* _EXTRAIT DU TEXTE_
• • • •
CHAPITRE 4 : DISCUSSION
L'étude menée sur la FC de Dida met en relation
des acteurs guidés par des motivations complexes et orientées
surtout vers la protection de leurs intérêts et le renforcement de
leur mainmise sur les ressources naturelles. La problématique de cette
forêt pourrait s'articuler autour de trois thématiques : la
pression sur les ressources comme source de revenus, la question du respect des
lois et la gouvernance environnementale dans le contexte de la
décentralisation.
? La pression sur la forêt comme source de
revenus
Des résultats de cette étude, il ressort que
l'existence des populations aussi bien installées dans la FC de Dida que
riveraines dépend étroitement des ressources de la forêt,
par la pratique surtout de l'agriculture itinérante et du
pâturage. Ces populations sont attirées par les terres de la
forêt classée comme l'a tantôt affirmé MALDAGUE
(2003). Il est indéniable que les revenus tirés par ces
populations locales de ces ressources sont substantiels. C'est cette
rentabilité relative qui est à la base du degré actuel
d'anthropisation de cette forêt, et des échecs
répétitifs des tentatives de son apurement. Le mode de culture en
lui même, associant cultures vivrières et cultures de rente
(anacardes) tend à une sédentarisation des populations,
préjudiciable à l'espace forestier, et engendrant une
uniformisation de la biodiversité floristique. De plus, la dynamique des
exploitants en termes de pression sur les ressources, combinant intensification
à travers l'utilisation des engrais chimiques, et extensification par
l'emblavement quasi annuel de nouvelles superficies, compromet dangereusement
l'existence même de ce massif. Dans le cas d'un autre pays pauvre, la
République Démocratique du Congo (RDC), BAMBA (2010) soutient que
la forêt constitue un moyen de subsistance, une source de revenus
financiers, une source d'activités économiques et
d'investissements et un réservoir de terres arables pour l'agriculture
itinérante. Dans cette situation, se pose le dualisme entre les enjeux
économiques des populations et la conservation des ressources
forestières. Cette vision corrobore celle de HUYBENS et TCHAMBA (2012)
• • • •
* _Enregistrements issus d'une source de données_
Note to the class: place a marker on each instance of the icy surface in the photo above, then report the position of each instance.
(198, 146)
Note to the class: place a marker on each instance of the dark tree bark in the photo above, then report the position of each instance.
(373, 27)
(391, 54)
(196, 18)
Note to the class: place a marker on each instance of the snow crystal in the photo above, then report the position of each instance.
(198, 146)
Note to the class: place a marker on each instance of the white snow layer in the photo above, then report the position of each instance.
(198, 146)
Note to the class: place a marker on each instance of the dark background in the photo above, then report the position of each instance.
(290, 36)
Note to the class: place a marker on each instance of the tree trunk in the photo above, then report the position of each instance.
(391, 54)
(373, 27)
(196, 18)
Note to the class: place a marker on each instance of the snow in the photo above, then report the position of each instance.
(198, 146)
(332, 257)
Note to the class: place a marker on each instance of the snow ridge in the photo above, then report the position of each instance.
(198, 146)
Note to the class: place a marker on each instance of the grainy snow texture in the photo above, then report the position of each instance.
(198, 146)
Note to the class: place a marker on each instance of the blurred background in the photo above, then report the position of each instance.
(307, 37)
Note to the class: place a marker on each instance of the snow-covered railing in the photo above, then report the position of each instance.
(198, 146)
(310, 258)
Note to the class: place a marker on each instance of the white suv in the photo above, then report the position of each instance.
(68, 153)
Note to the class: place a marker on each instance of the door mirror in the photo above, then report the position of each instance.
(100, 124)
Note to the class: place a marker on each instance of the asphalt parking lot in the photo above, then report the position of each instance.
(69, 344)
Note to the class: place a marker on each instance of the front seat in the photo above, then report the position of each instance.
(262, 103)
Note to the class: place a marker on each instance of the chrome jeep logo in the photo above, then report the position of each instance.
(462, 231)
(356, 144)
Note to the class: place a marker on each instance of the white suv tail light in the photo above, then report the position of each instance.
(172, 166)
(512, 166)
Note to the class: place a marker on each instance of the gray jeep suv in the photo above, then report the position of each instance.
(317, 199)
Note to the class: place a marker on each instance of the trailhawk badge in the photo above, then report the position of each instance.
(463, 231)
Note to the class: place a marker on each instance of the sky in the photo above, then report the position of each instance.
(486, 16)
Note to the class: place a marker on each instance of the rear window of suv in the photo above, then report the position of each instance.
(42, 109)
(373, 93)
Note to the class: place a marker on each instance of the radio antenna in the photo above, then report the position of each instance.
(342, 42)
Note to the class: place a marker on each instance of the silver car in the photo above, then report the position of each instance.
• • • •
* _CONSIGNE_
Reproduisez mot pour mot l'intégralité de l'extrait consacré à la forêt classée de Dida. Les enregistrements forment un matériau distinct de l'extrait.

* _RÉSULTAT ATTENDU_
CHAPITRE 4 : DISCUSSION
L'étude menée sur la FC de Dida met en relation
des acteurs guidés par des motivations complexes et orientées
surtout vers la protection de leurs intérêts et le renforcement de
leur mainmise sur les ressources naturelles. La problématique de cette
forêt pourrait s'articuler autour de trois thématiques : la
pression sur les ressources comme source de revenus, la question du respect des
lois et la gouvernance environnementale dans le contexte de la
décentralisation.
? La pression sur la forêt comme source de
revenus
Des résultats de cette étude, il ressort que
l'existence des populations aussi bien installées dans la FC de Dida que
riveraines dépend étroitement des ressources de la forêt,
par la pratique surtout de l'agriculture itinérante et du
pâturage. Ces populations sont attirées par les terres de la
forêt classée comme l'a tantôt affirmé MALDAGUE
(2003). Il est indéniable que les revenus tirés par ces
populations locales de ces ressources sont substantiels. C'est cette
rentabilité relative qui est à la base du degré actuel
d'anthropisation de cette forêt, et des échecs
répétitifs des tentatives de son apurement. Le mode de culture en
lui même, associant cultures vivrières et cultures de rente
(anacardes) tend à une sédentarisation des populations,
préjudiciable à l'espace forestier, et engendrant une
uniformisation de la biodiversité floristique. De plus, la dynamique des
exploitants en termes de pression sur les ressources, combinant intensification
à travers l'utilisation des engrais chimiques, et extensification par
l'emblavement quasi annuel de nouvelles superficies, compromet dangereusement
l'existence même de ce massif. Dans le cas d'un autre pays pauvre, la
République Démocratique du Congo (RDC), BAMBA (2010) soutient que
la forêt constitue un moyen de subsistance, une source de revenus
financiers, une source d'activités économiques et
d'investissements et un réservoir de terres arables pour l'agriculture
itinérante. Dans cette situation, se pose le dualisme entre les enjeux
économiques des populations et la conservation des ressources
forestières. Cette vision corrobore celle de HUYBENS et TCHAMBA (2012)